▶ _REQUIRED WORK_
Transcribe all of the material below verbatim, line for line.

[Dataset rows]
◇ ◇ ◇
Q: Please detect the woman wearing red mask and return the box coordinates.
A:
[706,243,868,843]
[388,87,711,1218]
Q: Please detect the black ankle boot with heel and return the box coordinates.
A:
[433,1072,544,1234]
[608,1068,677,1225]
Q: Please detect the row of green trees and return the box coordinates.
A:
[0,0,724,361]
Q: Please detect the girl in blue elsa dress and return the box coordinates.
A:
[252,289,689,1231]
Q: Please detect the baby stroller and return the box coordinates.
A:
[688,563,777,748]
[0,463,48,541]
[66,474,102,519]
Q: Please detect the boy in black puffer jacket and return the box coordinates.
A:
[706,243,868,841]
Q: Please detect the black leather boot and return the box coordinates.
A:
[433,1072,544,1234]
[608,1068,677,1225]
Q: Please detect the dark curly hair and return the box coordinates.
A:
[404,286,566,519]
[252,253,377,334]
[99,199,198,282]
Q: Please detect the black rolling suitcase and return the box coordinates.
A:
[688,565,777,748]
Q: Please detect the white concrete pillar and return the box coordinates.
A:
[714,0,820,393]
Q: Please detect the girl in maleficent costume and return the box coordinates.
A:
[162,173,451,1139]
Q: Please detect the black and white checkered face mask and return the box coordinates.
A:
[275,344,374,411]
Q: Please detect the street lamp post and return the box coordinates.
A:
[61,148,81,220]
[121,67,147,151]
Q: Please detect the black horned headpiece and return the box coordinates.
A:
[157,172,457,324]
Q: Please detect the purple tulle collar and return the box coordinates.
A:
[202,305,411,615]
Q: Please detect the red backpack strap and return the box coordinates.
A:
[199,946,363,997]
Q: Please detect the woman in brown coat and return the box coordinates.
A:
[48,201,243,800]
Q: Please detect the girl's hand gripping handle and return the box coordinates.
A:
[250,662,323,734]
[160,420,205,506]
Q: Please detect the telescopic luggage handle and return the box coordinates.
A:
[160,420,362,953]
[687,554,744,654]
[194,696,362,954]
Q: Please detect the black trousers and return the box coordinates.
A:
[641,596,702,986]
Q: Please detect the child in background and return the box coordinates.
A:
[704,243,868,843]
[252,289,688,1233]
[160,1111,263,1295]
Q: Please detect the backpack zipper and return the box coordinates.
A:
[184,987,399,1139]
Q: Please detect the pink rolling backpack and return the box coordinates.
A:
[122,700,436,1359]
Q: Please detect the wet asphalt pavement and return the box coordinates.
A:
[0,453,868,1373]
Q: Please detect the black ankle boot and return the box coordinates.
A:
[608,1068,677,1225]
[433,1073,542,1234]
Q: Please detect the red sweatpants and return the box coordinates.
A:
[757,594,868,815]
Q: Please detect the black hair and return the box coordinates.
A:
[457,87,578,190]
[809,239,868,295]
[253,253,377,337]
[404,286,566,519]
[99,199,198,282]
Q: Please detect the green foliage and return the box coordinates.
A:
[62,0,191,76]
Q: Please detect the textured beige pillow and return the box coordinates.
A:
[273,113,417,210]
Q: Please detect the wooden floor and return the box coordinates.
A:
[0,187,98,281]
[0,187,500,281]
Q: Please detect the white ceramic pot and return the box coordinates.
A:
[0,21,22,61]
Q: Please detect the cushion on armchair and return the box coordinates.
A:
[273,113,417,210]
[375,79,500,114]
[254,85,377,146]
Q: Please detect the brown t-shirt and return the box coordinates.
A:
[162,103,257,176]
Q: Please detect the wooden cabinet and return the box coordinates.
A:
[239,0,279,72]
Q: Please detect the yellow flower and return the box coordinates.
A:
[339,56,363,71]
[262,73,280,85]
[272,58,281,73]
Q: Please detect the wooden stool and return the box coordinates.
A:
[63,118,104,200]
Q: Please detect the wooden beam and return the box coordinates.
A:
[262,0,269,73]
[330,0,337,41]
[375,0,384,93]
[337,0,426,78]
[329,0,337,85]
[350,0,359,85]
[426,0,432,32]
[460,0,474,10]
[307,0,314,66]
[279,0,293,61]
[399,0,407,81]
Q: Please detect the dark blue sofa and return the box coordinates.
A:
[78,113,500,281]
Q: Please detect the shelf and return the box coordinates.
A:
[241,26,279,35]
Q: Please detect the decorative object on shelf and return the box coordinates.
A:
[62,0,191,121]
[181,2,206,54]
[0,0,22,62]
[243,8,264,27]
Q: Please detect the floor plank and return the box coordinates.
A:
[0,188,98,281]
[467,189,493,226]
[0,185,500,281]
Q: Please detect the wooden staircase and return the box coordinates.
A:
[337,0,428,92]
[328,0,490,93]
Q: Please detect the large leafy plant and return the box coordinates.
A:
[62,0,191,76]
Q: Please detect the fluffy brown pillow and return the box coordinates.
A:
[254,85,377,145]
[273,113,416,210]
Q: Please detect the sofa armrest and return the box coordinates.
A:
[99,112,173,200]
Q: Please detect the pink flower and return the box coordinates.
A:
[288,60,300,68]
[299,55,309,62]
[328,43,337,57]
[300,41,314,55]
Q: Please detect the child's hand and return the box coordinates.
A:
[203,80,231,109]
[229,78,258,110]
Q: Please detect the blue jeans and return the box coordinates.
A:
◇ ◇ ◇
▶ _SOLVED EXERCISE_
Q: Please detect the woman wearing red mask and return the box coordinates.
A:
[706,243,868,843]
[388,87,711,1218]
Q: Please detect the black ankle boot with heel and return the box coordinates.
A:
[433,1072,544,1234]
[608,1068,677,1225]
Q: Please detect the row of green trees and return the box coordinates.
A:
[0,0,724,361]
Q: Please detect the girl in blue elsa dress and return the box coordinates.
A:
[252,289,689,1231]
Q: Please detect the baby stroller and return the box coordinates.
A:
[688,563,777,748]
[0,463,48,541]
[66,474,102,519]
Q: Please detect the boy in black puffer jacket and return the box coordinates.
A:
[706,243,868,841]
Q: Please detect the black leather boot and return the box coordinates.
A:
[433,1072,544,1234]
[608,1068,677,1225]
Q: Please detect the dark curly hair and return the box coordinates.
A:
[404,286,566,519]
[252,253,377,334]
[99,199,198,282]
Q: Please detect the black rolling suitcase and return the box coordinates.
A:
[688,565,777,748]
Q: Please detect the white concrete pillar and return the box coordinates.
A:
[714,0,820,393]
Q: Please detect the girl in maleficent costume and return the box coordinates.
A:
[162,173,451,1139]
Q: Please detect the black and white checkered face mask and return the box coordinates.
A:
[275,344,374,411]
Q: Please detect the street lamp post and return the box coordinates.
A:
[61,148,81,220]
[121,67,147,151]
Q: Please detect the black horned headpiece and return the box coordinates.
A:
[157,172,457,324]
Q: Please detect the purple tulle collar and return the box coordinates.
A:
[202,305,411,615]
Q: Please detect the red backpack strap and return the box coordinates.
A:
[199,946,363,997]
Q: Please detect the woman in brown coat and return the box coordinates.
A:
[48,201,243,800]
Q: Please detect the girl's hand gripping handle and return the box coordinates.
A:
[250,662,323,734]
[160,420,205,506]
Q: Please detect the telescopic luggage handle and return the box coordinates.
A:
[160,420,362,953]
[687,554,744,654]
[194,696,362,954]
Q: Please detect the black trousers and return the box coordinates.
A:
[641,596,702,986]
Q: Please detect the child in background and return the box coordinates.
A:
[704,243,868,843]
[252,289,688,1233]
[160,1111,263,1295]
Q: Please detect the backpack zipper and return the box coordinates.
A:
[184,987,399,1139]
Q: Please detect the pink rolling backpack and return the box coordinates.
A:
[122,700,436,1359]
Q: Please detect the wet asphalt pavement and return the box coordinates.
A:
[0,453,868,1373]
Q: Please detect the black ankle boot and return the box coordinates.
A:
[608,1068,677,1225]
[433,1073,542,1234]
Q: Please detect the red sweatpants and return the box coordinates.
A:
[757,594,868,815]
Q: Please detect the black hair and return the box coordinates.
A:
[457,87,578,190]
[809,239,868,295]
[253,253,377,337]
[404,286,566,519]
[99,199,198,282]
Q: Please detect the green foliage and return the box coordinates.
A:
[62,0,191,76]
Q: Please detect the textured beige pillow and return the box coordinates.
A:
[273,113,417,210]
Q: Please detect the wooden floor and return the box coordinates.
A:
[0,187,98,281]
[0,187,500,281]
Q: Please detect the white ceramic pot and return the box coordinates.
A:
[0,21,22,61]
Q: Please detect the cushion on armchair and return the box coordinates.
A:
[273,113,417,210]
[375,79,500,114]
[254,85,377,146]
Q: Please detect the brown t-shirt and return the box coordinates.
A:
[162,103,257,176]
Q: Please detect the wooden cabinet and return the box coordinates.
A:
[239,0,279,72]
Q: Please detect the yellow flower and return the box coordinates.
A:
[339,56,363,71]
[262,73,280,85]
[272,58,281,73]
Q: Please detect the wooden stool and return the box coordinates.
A:
[63,118,104,200]
Q: Please detect the wooden beam and return the box coordinates.
A:
[262,0,269,73]
[330,0,337,41]
[375,0,384,93]
[337,0,426,78]
[329,0,337,85]
[350,0,359,85]
[426,0,432,32]
[460,0,474,10]
[307,0,314,66]
[279,0,293,61]
[399,0,407,81]
Q: Please detect the dark blue sofa and return the box coordinates.
A:
[78,113,500,281]
Q: Please detect the shelf and return the box coordinates.
A:
[241,26,279,35]
Q: Please detect the decorative object on shelf and return the box coordinates.
A:
[62,0,191,121]
[181,2,206,54]
[0,0,22,62]
[243,8,264,27]
Q: Please detect the floor plank and return the box coordinates.
A:
[0,188,98,281]
[467,189,493,226]
[0,185,500,281]
Q: Please detect the wooden staircase and return the box coordinates.
A:
[337,0,428,92]
[328,0,490,93]
Q: Please detect the large leafy plant and return the box coordinates.
A:
[62,0,191,76]
Q: Please detect the fluffy brown pillow and return the box coordinates.
A:
[254,85,377,145]
[273,113,416,210]
Q: Please detect the sofa armrest and return the box coordinates.
A:
[99,112,173,200]
Q: Please detect the pink flower and return the box coordinates.
A:
[288,60,300,68]
[299,55,309,62]
[328,43,337,57]
[300,41,314,55]
Q: Please detect the child's hand and return the box coordinates.
A:
[203,80,231,109]
[229,78,258,110]
Q: Please detect the blue jeans and return the box coordinates.
A:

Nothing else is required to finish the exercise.